● **The task**
Count the lines in the records below that contain the string "door", treating uppercase and lowercase as different, and reply with only that number.

(Bounding box annotation entries)
-------------------------

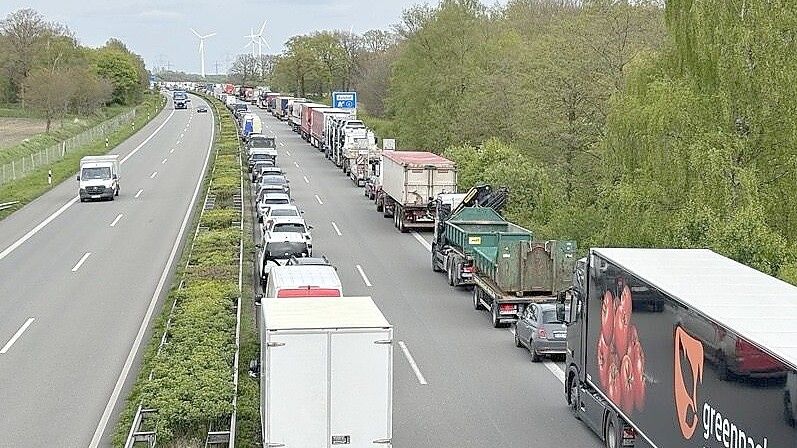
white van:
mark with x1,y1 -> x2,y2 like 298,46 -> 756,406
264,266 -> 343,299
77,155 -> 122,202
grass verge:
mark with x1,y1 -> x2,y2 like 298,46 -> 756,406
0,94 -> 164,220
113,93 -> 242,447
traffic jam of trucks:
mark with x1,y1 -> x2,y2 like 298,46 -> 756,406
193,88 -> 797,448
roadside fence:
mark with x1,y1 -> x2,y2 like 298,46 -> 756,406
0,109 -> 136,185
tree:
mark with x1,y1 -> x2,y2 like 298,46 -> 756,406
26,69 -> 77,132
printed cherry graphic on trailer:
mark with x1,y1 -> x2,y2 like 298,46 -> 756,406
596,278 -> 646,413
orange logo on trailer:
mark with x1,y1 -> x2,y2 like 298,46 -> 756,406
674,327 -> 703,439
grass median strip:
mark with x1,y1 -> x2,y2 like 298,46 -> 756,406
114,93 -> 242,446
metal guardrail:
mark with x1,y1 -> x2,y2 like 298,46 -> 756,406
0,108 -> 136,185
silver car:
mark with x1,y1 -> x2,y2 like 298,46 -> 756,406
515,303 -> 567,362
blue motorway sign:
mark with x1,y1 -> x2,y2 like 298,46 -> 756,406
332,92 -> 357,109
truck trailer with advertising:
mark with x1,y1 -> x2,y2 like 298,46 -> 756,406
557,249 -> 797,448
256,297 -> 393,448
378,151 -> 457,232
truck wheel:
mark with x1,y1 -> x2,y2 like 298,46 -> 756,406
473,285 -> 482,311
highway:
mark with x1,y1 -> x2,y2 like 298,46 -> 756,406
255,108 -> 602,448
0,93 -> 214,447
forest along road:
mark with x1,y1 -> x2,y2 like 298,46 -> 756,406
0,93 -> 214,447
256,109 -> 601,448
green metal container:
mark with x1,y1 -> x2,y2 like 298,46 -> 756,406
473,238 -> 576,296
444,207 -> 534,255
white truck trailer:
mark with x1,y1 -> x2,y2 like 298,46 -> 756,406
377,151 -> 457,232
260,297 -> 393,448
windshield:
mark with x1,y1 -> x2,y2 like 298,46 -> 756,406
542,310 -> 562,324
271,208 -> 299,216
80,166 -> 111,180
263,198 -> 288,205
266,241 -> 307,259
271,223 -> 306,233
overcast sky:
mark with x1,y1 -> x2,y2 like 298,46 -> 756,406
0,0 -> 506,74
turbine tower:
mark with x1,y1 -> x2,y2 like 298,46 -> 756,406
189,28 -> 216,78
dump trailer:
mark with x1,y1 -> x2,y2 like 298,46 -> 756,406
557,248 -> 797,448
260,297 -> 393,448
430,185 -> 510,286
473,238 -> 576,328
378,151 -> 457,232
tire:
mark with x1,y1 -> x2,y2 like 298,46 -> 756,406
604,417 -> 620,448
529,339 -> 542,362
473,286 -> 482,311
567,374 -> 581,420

-------------------------

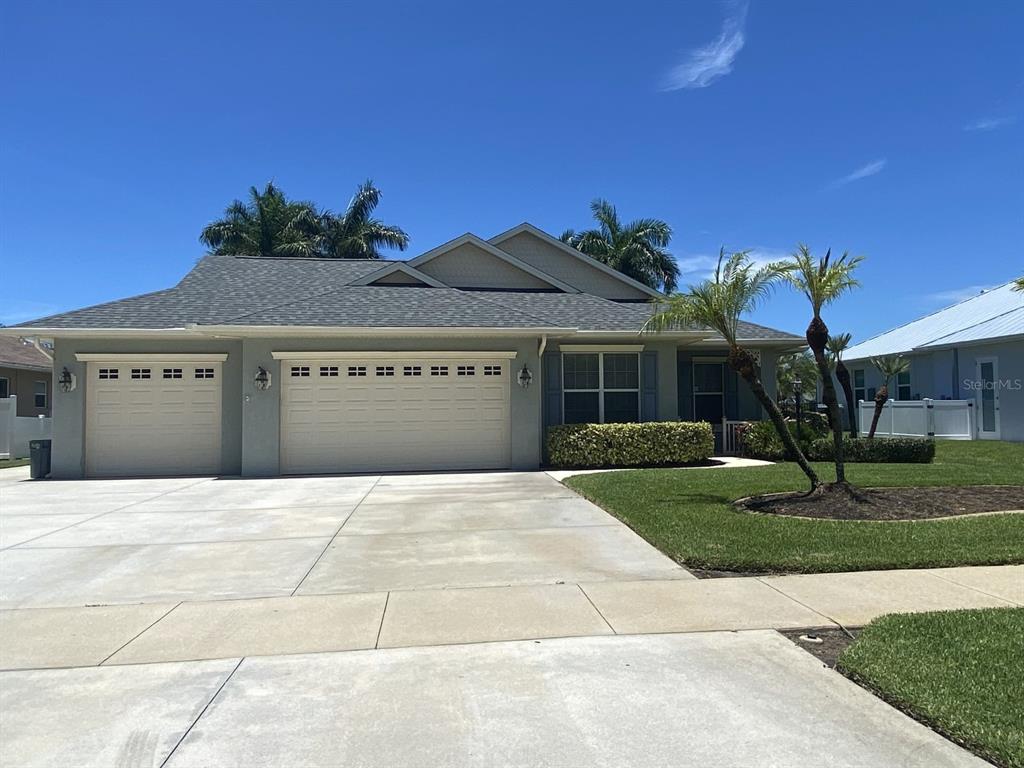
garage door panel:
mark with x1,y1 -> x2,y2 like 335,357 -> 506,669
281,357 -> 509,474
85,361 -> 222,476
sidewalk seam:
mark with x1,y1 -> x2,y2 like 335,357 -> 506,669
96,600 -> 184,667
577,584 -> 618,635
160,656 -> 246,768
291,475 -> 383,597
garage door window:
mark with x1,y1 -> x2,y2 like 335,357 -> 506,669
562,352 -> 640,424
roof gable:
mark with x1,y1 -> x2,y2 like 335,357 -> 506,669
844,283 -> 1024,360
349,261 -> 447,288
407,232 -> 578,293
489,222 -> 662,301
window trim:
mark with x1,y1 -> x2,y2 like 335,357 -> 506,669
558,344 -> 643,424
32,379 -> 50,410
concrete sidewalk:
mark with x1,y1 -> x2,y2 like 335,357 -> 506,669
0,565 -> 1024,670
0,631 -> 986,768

-------------------------

● **Output of the task**
2